Comparison of AutoML solutions 2021

Learn about the current state of AutoML solutions, adoption, market size and which one suits you best

Aleix López Pascual
Analytics Vidhya
7 min readAug 19, 2021

--

I recommend you to read my first article about AutoML where I give an introduction to the subject, the benefits of it and whether or not AutoML can replace data scientists.

Background

AutoML solutions have been around for quite some time now. The early AutoML solutions like AutoWeka originated in academia in 2013, followed by Auto-sklearn and TPOT. This triggered a new wave of machine learning and the coming years saw many other AutoML solutions including Auto-ml, and Auto-Keras hitting the market. Simultaneously startups like H2O.ai and DataRobot came out with their versions of automated solutions. More recently, companies like Amazon, Google, and Microsoft have also joined the bandwagon.

Some of the solutions like AutoWeka, Auto-Sklearn, TPOT, H2OAutoML are fully open-sourced while DataRobot, Amazon Sagemaker, Google’s AutoML, and DriverlessAI are enterprise-based.

AutoML adoption

AutoML tools and their usage

These are the most well-known and used AutoML tools based on the results of Kaggle’s State of Data Science and Machine Learning 2020 survey:

Here we show the adoption of such tools among the respondents of the survey:

We also compare the results for the Kaggle’s State of Data Science and Machine Learning 2019 survey:

We can highlight two key points:

  • The Year 2020 has seen a better adoption of the AutoML tools as compared to 2019.
  • The adoption of open-source AutoML tools is higher than enterprise AutoML tools. AutoSklearn has shown a maximum rise in adoption. In the enterprise domain, Google Cloud gained about 11% growth in adoption and 4% by H2O Driverless AI.

Social Media Analysis: Twitter and Google Trends

In addition, we analyze Twitter and Google trends to have a more clear understanding of the general sentiment towards AutoML.

The data used for the analysis can be obtained from Google Trends. We observe an increasing trend since the beginning of 2017.

AutoML market size

The autoML market has generated a revenue of $270 million in 2019 and is expected to reach $14,512 million by 2030, advancing at a CAGR of 43.7% during the forecast period (2020–2030). Considering that, we believe AutoML hasn’t reached a peak, and that interest in autoML will continue to grow.

Other resources regarding AutoML adoption:

What can we expect from an AutoML tool?

AutoML solutions can target various stages of the machine learning process. Not all of them cover the same scope. These are the different steps that can be automated:

AutoML use cases

AutoML applications are found in many industries (healthcare, financial services, marketing…). Here you can find some use cases of AutoML by the hand of H20.ai.

STATED TASK A »
Recast the listing as a Markdown table with the columns Row and Line, from the line containing "Rules: pick out each instance of the grated" through the end of the listing, both included. Number each row and leave out blank lines.

GIVEN DATA »
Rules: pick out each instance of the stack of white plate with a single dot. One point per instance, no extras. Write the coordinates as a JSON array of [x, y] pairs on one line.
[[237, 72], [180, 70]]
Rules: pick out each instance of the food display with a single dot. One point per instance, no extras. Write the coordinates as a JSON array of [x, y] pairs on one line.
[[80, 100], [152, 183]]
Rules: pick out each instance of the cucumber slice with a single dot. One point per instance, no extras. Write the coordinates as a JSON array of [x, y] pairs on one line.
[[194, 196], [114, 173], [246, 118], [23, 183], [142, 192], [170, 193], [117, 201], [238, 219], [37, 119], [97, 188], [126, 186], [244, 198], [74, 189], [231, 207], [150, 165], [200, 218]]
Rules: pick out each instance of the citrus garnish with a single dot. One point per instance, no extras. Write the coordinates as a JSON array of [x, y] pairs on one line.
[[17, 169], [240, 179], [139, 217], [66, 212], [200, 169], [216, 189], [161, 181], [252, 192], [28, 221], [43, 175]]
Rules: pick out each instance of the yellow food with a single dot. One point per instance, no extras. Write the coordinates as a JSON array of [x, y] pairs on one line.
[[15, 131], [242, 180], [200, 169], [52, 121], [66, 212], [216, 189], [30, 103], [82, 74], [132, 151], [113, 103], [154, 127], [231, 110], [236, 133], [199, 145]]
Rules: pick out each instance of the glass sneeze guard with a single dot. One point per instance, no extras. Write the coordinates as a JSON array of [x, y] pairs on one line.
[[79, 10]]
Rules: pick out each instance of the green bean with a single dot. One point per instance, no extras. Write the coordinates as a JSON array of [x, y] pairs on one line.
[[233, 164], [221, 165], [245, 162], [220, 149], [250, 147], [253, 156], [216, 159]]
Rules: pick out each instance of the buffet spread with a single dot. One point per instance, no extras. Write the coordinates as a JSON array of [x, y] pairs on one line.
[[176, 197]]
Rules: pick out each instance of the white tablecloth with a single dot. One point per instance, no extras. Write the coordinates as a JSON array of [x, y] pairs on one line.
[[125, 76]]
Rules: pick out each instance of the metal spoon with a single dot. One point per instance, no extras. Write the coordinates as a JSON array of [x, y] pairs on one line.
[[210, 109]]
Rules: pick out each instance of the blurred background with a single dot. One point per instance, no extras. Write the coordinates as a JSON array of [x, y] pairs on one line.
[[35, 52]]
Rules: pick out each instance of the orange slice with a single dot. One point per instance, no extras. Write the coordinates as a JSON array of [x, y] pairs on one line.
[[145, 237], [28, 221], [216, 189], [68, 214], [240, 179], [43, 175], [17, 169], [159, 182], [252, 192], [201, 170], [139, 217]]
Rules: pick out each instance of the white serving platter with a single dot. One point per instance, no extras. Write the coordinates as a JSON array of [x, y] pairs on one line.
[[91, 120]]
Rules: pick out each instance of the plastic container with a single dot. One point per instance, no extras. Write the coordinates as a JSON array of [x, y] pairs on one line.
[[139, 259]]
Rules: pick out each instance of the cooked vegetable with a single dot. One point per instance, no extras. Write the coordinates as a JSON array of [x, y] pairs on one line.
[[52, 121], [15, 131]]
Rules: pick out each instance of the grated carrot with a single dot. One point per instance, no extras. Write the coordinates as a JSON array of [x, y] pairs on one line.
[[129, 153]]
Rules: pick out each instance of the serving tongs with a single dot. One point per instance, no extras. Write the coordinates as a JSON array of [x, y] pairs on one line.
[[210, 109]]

STATED TASK B »
Pick up the article comparing AutoML solutions right after its final sentence and keep writing it.

EXPECTED ANSWER A »
| Row | Line |
|---|---|
| 1 | Rules: pick out each instance of the grated carrot with a single dot. One point per instance, no extras. Write the coordinates as a JSON array of [x, y] pairs on one line. |
| 2 | [[129, 153]] |
| 3 | Rules: pick out each instance of the serving tongs with a single dot. One point per instance, no extras. Write the coordinates as a JSON array of [x, y] pairs on one line. |
| 4 | [[210, 109]] |

EXPECTED ANSWER B »
Comparison of AutoML solutions

Open-source vs enterprise

Open-source and enterprise solutions for AutoML are very different: open-source solutions can only automate algorithm selection and hyperparameter tuning, whereas enterprise solutions can do way more (see section “What can we expect from an AutoML tool”). In addition, the results achieved using open-source solutions are quite worse than enterprise solutions.

H2O Driverless AI

  • Data source agnostic. It can ingest data from any data source including Hadoop, Snowflake, S3 object storage, Google BigQuery, etc.
  • Automatic Visualization plots, graphics, and charts to help understand the data shape, outliers, missing values, and so on. This is where a data scientist can quickly spot things such as bias in the data. In a way, Automatic Visualization helps jump-start the EDA process.
  • Machine Learning Interpretability gives insights about what model was generated and which features were used to build the model. Every prediction made by a Driverless AI model can be explained to business users, so the system is viable even for regulated industries.
  • AutoML for Any Data: create world-class models for not only tabular data, but also text, image, video, and time-series data.
  • Automatic documentation gives one an in-depth explanation of the entire feature engineering process.
  • The entire process is done through a graphical user interface, making it easy for even a novice data scientist to be productive immediately.
  • Highly customizable: upload own models, transformers and scorers as a custom recipe.
  • Ability to leverage the benefits of the automation without losing the ability to influence the optimization
  • Deployment (documentation): Driverless AI can be deployed everywhere including all clouds (Microsoft Azure, AWS, Google Cloud) and on-premises on any system. Each completed experiment generates a MOJO (Model Object Optimized). The MOJO scoring pipelines can be deployed from within the Driverless AI GUI or standalone for production purposes. From the GUI, there is direct access to deploy to AWS Lambda, SageMaker or a local REST server; there is also the possibility to download the model as a Plain Old Java Object (POJO).
  • Model monitoring for projects in production.
  • Documentation
  • Tutorials
  • Cost: Need to contact the vendor
  • 14-Day Free Access to the H2O AI Hybrid Cloud. 21-Day Free License Key for Driverless AI. The main difference is that the first one uses the cloud environment of H20, whereas the second one allows you to take the license key to any other cloud environment such as AWS. Install the Driverless AI AWS Marketplace AMI

Google Cloud AutoML

  • Google AutoML is composed of several products depending on the type of problem: AutoML Natural Language, AutoML Tables, AutoML Video Intelligence, and AutoML Vision. Recently, Google has released Vertex AI which unifies all the AutoML products and the rest of AI products from Google in a unified API, client library, and user interface.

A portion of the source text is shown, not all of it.